Up the Downstair is the second studio album by British progressive rock band Porcupine Tree, first released in June 1993. It was originally intended to be a double album set including the song "Voyage 34", which was instead released as a single in 1992, and other material that ended up on the Staircase Infinities  EP (1994). In 2005, it was partially re-recorded, fully re-mixed, remastered and re-released along with the Staircase Infinities EP as a double album. The re-release contains a re-mix by Steven Wilson incorporating newly recorded drums by Gavin Harrison that replace the electronic drums of the original version. Another re-release on double vinyl was pressed on 14 August 2008 on Kscope records. This is identical to the 2005 release, except it is printed on coloured vinyl and the Staircase Infinities disc contains the song "Phantoms".

Job 1 » Return everything in the listing from its first line down to the line containing "[[189, 534], [490, 533]]", including both ends, reproduced word for word.
The passage about Up the Downstair and the listing that follows it come from unrelated sources.

Records to process »
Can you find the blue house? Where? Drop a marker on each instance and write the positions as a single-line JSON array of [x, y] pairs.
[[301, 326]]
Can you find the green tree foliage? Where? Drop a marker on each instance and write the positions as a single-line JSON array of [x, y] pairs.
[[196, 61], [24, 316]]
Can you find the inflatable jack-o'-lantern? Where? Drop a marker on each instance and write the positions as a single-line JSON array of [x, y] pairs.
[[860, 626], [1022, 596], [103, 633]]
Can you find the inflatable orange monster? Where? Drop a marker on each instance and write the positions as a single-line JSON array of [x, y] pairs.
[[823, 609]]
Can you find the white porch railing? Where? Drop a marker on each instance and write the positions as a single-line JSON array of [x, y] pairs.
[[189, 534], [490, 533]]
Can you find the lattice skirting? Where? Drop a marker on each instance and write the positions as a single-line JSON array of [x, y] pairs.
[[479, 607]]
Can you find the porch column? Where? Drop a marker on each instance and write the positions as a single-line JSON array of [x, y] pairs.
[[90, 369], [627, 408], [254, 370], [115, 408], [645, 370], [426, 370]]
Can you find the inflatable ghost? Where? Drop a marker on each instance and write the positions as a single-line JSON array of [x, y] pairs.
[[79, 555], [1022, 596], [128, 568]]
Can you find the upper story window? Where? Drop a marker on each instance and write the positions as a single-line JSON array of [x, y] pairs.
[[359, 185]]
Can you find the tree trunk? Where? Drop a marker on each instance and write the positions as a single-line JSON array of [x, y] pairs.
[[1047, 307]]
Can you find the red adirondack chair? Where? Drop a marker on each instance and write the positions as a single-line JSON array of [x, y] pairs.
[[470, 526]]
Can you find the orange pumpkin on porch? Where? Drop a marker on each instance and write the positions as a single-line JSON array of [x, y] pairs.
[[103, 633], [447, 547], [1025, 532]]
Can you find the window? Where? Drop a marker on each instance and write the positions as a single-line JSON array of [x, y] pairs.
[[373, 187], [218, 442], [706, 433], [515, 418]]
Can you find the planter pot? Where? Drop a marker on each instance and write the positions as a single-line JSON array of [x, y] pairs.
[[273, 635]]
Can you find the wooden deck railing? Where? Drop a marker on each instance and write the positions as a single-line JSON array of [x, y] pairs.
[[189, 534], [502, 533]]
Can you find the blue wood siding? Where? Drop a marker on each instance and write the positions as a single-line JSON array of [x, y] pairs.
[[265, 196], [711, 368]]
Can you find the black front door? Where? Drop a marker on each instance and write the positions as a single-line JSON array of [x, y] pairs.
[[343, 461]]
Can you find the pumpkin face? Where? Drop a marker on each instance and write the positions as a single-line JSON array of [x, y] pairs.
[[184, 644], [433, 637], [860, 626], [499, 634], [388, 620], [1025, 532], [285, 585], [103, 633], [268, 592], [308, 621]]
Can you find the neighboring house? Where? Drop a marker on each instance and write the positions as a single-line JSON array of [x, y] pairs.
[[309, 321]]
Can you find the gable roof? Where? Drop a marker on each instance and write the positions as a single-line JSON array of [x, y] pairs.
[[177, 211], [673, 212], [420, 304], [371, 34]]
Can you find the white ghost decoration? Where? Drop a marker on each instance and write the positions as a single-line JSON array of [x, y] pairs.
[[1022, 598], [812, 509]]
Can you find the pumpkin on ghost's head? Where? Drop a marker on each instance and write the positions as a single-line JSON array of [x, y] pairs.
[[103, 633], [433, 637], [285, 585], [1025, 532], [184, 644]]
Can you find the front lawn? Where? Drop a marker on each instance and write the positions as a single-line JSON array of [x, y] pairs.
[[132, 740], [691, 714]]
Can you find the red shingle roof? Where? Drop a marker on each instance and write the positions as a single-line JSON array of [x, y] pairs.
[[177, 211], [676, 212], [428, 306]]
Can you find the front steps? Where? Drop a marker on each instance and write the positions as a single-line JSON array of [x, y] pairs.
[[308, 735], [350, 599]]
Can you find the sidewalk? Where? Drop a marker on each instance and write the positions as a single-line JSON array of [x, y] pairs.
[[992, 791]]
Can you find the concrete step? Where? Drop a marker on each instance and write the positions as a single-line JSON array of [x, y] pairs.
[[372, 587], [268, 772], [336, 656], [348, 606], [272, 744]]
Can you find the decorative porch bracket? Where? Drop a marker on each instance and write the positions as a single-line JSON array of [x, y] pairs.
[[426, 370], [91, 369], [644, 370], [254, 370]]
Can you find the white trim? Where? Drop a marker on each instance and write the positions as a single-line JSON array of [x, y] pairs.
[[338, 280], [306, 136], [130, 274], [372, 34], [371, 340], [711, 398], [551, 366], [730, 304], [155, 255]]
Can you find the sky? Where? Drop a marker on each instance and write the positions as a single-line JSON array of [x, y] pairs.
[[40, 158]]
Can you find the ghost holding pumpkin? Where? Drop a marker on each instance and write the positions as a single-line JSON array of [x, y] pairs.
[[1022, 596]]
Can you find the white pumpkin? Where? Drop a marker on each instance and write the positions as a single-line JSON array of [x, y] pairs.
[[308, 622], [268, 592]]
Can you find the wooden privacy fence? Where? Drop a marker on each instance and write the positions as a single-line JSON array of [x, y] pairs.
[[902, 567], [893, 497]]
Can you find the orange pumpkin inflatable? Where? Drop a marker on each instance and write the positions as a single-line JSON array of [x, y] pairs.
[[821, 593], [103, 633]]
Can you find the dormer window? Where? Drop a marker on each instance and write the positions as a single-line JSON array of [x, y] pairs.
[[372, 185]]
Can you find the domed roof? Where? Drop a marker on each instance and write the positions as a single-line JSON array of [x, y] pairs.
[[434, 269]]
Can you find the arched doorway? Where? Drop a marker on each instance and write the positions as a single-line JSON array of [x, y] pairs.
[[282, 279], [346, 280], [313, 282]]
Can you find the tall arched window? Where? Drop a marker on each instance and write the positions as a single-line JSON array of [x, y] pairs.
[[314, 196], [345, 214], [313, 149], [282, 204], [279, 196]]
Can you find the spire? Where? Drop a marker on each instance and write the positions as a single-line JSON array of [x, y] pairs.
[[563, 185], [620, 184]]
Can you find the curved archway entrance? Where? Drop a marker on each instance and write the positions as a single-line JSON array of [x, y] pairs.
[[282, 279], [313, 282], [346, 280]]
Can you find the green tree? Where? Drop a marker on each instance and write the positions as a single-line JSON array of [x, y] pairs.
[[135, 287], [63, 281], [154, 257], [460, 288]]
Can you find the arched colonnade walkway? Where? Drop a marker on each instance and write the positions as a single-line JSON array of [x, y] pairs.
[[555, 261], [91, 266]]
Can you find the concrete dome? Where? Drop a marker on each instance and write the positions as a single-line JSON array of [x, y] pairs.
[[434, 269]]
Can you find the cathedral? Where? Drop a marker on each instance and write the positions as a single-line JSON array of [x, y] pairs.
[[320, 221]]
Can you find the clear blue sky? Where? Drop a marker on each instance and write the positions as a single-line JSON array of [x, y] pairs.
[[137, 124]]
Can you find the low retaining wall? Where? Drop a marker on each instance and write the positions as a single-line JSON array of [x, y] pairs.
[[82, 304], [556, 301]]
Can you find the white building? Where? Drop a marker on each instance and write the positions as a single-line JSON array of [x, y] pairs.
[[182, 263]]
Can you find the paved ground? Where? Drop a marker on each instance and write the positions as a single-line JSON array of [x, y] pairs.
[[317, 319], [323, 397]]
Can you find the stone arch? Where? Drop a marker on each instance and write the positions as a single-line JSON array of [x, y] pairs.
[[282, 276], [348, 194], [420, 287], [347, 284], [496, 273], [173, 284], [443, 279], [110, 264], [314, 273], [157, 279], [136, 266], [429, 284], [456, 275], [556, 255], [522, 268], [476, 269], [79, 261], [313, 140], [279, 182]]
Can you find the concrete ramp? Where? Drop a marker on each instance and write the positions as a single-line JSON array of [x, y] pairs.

Job 2 » Resume the passage about the album Up the Downstair, picking up right after its final sentence.

Task response 1 »
Can you find the blue house? Where? Drop a marker on each instance and write the positions as a single-line JSON array of [x, y] pairs.
[[301, 326]]
Can you find the green tree foliage? Where? Drop a marker on each instance and write the positions as a single-line JSON array of [x, y] pairs.
[[196, 61], [24, 316]]
Can you find the inflatable jack-o'-lantern? Where? Drop a marker on each instance and write the positions as a single-line JSON array of [x, y] pairs.
[[860, 626], [1022, 596], [103, 633]]
Can you find the inflatable orange monster? Where? Drop a marker on each instance and write the positions as a single-line JSON array of [x, y] pairs.
[[823, 609]]
Can you find the white porch railing? Where? Drop a marker on each instance and write the positions as a single-line JSON array of [x, y] pairs.
[[189, 534], [490, 533]]

Task response 2 »
According to Wilson, Up the Downstair channeled "the Orb and the Future Sound of London, but also Floyd and Ozric Tentacles. If I liked it, I didn’t give a fuck."

Track listing
All music written by Steven Wilson.

2005 Remastered And Remixed Edition
Many songs differ a little in length in the revamped edition of Up the Downstair.

Personnel

Porcupine Tree
Steven Wilson - vocals, all other instruments

Additional personnel
Colin Edwin – Bass guitar on "Always Never"
Richard Barbieri – Electronics on "Up the Downstair"
Suzanne J. Barbieri – Vocals on "Up the Downstair"
Gavin Harrison – Drums (Disc 1 2004 edition only)
Alan Duffy - co-songwriting on "Always Never", "Small Fish", "Fadeaway" & "The Joke's on You"

Reviews
Professional reviews:
Melody Maker - They've embarked upon a mission impossible: to create a truly Nineties progressive rock soundscape, utilising modern technology but avoiding prog pomposity. And they've managed it with room to spare. It's a strange and wonderful brew, taking in Orb ambience, FSoL dub, Metallica steel and all points in between. Ambient space dubs, technological cut-ups and Gregorian chants texture the sound, but the fire at the heart of the noise comes from good old guitar. Be warned, there are solos here, but they're played with a force and a purity that defies indulgence.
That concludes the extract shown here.